Exercise »
Your answer should hold only the lines from the one with "bank? Mark that spot." through the end of the listing below, each retyped exactly.
-------- Entries supplied
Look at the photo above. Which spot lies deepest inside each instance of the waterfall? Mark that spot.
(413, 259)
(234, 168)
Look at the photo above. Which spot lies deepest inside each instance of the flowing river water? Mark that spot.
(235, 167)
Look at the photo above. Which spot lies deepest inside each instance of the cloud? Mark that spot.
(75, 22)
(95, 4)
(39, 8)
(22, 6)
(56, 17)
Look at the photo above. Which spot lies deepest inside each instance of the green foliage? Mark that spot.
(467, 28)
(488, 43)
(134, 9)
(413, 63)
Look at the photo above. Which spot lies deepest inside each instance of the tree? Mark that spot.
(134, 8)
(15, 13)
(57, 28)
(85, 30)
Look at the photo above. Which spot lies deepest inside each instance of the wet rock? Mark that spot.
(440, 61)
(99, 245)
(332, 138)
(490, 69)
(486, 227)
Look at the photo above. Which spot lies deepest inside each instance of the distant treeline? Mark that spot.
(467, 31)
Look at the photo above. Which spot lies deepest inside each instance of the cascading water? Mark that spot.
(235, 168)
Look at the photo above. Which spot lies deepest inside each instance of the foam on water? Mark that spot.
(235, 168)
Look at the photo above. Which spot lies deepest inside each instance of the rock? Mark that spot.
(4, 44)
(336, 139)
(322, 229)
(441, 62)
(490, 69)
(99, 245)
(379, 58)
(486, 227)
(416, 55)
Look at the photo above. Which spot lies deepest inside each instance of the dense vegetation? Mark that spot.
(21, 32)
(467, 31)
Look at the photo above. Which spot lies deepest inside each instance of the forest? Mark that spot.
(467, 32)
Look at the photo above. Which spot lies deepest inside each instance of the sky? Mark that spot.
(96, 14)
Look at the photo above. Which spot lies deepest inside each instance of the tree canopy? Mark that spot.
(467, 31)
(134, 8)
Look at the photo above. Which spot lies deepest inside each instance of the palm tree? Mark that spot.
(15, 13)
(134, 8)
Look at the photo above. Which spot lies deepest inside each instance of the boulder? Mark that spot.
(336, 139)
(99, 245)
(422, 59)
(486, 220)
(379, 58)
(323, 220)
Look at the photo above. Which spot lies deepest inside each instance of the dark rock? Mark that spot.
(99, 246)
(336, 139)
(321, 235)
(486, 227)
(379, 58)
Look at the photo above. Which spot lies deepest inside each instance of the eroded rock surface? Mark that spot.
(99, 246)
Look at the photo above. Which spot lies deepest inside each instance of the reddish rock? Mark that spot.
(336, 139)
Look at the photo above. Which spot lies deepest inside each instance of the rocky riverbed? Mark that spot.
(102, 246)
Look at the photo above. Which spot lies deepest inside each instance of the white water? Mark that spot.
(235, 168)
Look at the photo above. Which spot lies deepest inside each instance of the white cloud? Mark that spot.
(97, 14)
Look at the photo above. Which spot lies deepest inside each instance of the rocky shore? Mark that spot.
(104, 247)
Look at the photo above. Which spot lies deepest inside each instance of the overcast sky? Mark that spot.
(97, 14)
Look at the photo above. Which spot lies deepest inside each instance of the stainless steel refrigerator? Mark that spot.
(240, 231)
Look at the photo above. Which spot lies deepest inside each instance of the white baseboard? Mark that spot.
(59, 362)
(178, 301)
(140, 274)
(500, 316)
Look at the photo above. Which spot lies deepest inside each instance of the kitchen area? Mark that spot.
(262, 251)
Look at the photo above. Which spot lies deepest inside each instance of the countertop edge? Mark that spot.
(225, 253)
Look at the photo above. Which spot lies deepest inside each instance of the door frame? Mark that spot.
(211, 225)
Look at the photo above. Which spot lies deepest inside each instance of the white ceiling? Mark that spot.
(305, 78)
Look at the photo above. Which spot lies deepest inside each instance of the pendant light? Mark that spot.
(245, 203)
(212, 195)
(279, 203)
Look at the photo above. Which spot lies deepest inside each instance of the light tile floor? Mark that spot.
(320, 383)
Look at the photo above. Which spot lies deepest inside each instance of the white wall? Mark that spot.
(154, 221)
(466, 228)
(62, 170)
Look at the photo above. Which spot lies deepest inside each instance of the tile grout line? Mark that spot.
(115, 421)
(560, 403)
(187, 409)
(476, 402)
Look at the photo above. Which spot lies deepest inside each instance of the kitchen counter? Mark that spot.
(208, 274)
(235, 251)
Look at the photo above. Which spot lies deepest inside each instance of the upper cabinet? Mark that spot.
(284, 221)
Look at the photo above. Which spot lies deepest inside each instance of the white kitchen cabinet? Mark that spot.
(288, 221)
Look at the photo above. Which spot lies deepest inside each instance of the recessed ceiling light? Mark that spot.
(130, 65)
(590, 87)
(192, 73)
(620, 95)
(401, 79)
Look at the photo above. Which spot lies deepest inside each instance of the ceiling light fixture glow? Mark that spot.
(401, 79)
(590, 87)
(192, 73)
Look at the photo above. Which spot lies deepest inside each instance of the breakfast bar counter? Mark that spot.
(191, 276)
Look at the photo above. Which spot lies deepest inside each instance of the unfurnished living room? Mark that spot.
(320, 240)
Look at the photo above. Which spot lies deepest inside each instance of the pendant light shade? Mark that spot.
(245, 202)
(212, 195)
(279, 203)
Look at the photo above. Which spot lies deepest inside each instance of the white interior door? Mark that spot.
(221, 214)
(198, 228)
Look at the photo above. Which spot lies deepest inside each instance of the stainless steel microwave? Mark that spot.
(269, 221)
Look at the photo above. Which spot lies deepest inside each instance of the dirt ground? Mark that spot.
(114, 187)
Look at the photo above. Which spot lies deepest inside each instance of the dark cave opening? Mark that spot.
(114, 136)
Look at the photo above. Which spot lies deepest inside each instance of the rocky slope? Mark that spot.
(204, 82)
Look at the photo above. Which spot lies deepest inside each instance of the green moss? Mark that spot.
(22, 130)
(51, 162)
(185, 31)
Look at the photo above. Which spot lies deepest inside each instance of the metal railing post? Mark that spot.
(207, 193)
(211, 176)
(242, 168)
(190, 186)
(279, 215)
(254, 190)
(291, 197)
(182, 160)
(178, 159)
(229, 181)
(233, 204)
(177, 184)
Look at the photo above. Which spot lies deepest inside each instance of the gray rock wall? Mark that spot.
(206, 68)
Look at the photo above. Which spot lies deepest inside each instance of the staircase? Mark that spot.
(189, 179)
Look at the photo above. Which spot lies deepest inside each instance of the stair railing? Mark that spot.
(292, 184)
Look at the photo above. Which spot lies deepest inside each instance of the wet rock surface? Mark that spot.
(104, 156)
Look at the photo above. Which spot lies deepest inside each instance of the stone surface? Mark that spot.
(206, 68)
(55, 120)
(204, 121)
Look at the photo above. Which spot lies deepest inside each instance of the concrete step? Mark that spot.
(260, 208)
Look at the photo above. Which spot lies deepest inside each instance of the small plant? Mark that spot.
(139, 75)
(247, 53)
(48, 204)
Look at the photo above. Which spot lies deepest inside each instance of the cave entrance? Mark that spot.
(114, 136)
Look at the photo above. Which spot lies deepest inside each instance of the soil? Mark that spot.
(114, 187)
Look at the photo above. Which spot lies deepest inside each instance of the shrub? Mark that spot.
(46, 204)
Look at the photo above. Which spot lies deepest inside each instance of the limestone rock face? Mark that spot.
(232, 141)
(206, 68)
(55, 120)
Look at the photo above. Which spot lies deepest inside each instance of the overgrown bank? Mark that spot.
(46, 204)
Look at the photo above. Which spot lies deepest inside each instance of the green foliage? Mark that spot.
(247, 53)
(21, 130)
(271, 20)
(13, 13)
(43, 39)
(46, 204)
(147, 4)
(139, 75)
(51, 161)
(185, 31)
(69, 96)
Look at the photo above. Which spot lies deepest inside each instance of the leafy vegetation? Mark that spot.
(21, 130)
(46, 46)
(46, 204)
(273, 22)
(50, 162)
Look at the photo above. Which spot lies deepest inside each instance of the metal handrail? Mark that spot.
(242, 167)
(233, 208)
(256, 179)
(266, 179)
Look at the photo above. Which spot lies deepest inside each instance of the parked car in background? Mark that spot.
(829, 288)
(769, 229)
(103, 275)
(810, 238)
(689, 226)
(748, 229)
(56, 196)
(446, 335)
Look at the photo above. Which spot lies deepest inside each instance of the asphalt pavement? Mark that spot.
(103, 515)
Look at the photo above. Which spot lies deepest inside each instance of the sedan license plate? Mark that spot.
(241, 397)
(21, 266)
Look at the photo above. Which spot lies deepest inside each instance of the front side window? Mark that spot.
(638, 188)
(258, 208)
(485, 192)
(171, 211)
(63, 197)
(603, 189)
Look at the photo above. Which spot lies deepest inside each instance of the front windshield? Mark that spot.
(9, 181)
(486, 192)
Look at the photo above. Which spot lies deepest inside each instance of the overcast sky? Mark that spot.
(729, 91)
----------------
Result of this exercise »
Look at the photo above. Which spot lies deepest inside each instance of the overgrown bank? Mark that spot.
(46, 204)
Look at the photo above. Which spot lies deepest inside each instance of the green foliage? Mark that spot.
(247, 53)
(21, 130)
(271, 20)
(13, 13)
(43, 39)
(46, 204)
(147, 4)
(139, 75)
(51, 161)
(185, 31)
(69, 96)
Look at the photo above. Which spot lies deepest inside each instance of the leafy vegetation? Mark that spot.
(21, 130)
(46, 46)
(46, 204)
(273, 22)
(50, 162)
Look at the photo above. Which spot lies deepest inside each instance of the metal handrail? Mark that spot.
(242, 167)
(233, 208)
(256, 179)
(266, 179)
Look at the photo above. Which spot lies deepest inside each instance of the parked car in background? Mark that spot.
(829, 288)
(769, 229)
(103, 275)
(810, 238)
(689, 226)
(748, 229)
(56, 196)
(446, 335)
Look at the photo above. Which spot lies deepest inside each instance of the asphalt pavement? Mark that spot.
(103, 515)
Look at the photo above. Which spot lies deepest inside each instance of the sedan license plate? Mark that spot.
(241, 397)
(21, 266)
Look at the photo above. Which spot lies deepest inside each instance of the front side window? Mark that spot.
(638, 188)
(258, 208)
(485, 192)
(171, 211)
(63, 197)
(603, 189)
Look at the photo above. Which spot lies deepest inside each instance of the front windshield? Mark that spot.
(9, 181)
(486, 192)
Look at the photo above. Which spot lies deepest inside each instance of the overcast sky? Mark that spot.
(729, 91)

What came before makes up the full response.